Rob history and fiction of crime, how tame and colourless would be the residue!
Project Gutenberg is one of a few ongoing efforts to digitize old books and put them online for free, and a single crime title is all it takes to make your correspondent wild-eyed with delight. The Gutenberg crime offerings include a book that has been on my "List to Buy With Lotto Winnings" for a long, long time.
One of my lucky numbers came in with the digitizing of A Book of Remarkable Criminals by Henry Brodribb Irving. H.B. Irving (1870-1919) was an attorney better known as an actor -- the photo here shows him playing Mr. Hyde, and comes from a terse online biography. Between 1901 and 1921, he wrote six books on criminology, including The Life of Judge Jeffreys, but it is his Book of Remarkable Criminals that gives him lasting fame in a certain set. His careful work, filled with Shakespearean references and superb writing, was admired by crime buffs, which unfortunately did not include his biographer. The latter wrote of his hobby of crime study the following:
H.B. outwore his physical strength ere he was fifty. Would it have been otherwise if he had not so thoroughly and so constantly pursued such a morbid hobby as the study of murder? And could he not have put his fine intelligence and exceptional literary gifts to better use than perpetuating in print the deeds of criminals? In any case, although old gentlemen, be they poets or philosophers or otherwise, may sit up without doing themselves any harm once in a lifetime 'talking about murders,' the pastime would not seem to be a healthy exercise for... an ambitious actor.

________________________________________

### Short problem 1
Which lines in the records below contain the string "rippled"? Report each of those lines in full, and treat case as significant.

### Provided information
________________________________________

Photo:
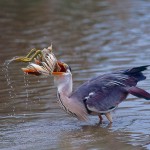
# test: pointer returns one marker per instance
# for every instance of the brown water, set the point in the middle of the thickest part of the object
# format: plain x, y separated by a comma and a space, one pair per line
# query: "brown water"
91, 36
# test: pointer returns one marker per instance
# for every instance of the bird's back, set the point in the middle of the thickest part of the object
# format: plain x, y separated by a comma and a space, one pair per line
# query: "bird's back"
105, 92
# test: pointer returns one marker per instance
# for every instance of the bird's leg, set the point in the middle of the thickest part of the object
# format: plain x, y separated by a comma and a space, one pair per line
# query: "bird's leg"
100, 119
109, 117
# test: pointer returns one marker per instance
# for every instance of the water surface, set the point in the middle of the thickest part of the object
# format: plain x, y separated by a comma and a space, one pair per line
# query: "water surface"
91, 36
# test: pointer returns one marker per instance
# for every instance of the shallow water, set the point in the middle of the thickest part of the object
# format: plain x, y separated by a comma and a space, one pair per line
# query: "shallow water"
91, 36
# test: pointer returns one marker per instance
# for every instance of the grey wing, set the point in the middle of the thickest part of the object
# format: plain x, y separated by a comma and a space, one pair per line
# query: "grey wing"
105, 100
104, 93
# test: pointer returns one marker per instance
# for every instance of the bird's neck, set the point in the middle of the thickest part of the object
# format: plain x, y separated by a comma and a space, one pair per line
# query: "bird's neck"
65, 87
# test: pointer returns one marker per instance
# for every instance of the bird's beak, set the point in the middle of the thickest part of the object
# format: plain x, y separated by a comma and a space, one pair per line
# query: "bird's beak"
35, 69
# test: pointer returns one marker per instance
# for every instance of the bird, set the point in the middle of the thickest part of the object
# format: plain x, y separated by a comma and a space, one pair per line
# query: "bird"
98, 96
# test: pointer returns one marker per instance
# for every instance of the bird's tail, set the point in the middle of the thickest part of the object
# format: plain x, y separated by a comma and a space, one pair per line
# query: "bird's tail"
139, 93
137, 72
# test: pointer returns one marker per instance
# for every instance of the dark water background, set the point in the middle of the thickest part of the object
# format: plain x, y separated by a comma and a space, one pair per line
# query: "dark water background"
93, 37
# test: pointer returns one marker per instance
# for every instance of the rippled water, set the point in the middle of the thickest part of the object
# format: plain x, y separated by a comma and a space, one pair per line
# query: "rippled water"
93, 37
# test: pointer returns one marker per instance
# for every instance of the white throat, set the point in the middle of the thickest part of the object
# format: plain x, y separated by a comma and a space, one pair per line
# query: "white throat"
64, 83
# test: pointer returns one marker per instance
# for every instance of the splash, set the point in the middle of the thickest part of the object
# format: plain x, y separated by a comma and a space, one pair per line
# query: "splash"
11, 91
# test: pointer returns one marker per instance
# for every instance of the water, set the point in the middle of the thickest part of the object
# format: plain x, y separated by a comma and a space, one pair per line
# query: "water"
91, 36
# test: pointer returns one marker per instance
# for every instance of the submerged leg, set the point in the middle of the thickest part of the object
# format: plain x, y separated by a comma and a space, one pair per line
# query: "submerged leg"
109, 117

________________________________________

### Short problem 2
Print the whole post about H.B. Irving from start to finish, word for word.

### Output 1
# for every instance of the rippled water, set the point in the middle of the thickest part of the object
# query: "rippled water"

### Output 2
Rob history and fiction of crime, how tame and colourless would be the residue!
Project Gutenberg is one of a few ongoing efforts to digitize old books and put them online for free, and a single crime title is all it takes to make your correspondent wild-eyed with delight. The Gutenberg crime offerings include a book that has been on my "List to Buy With Lotto Winnings" for a long, long time.
One of my lucky numbers came in with the digitizing of A Book of Remarkable Criminals by Henry Brodribb Irving. H.B. Irving (1870-1919) was an attorney better known as an actor -- the photo here shows him playing Mr. Hyde, and comes from a terse online biography. Between 1901 and 1921, he wrote six books on criminology, including The Life of Judge Jeffreys, but it is his Book of Remarkable Criminals that gives him lasting fame in a certain set. His careful work, filled with Shakespearean references and superb writing, was admired by crime buffs, which unfortunately did not include his biographer. The latter wrote of his hobby of crime study the following:
H.B. outwore his physical strength ere he was fifty. Would it have been otherwise if he had not so thoroughly and so constantly pursued such a morbid hobby as the study of murder? And could he not have put his fine intelligence and exceptional literary gifts to better use than perpetuating in print the deeds of criminals? In any case, although old gentlemen, be they poets or philosophers or otherwise, may sit up without doing themselves any harm once in a lifetime 'talking about murders,' the pastime would not seem to be a healthy exercise for... an ambitious actor.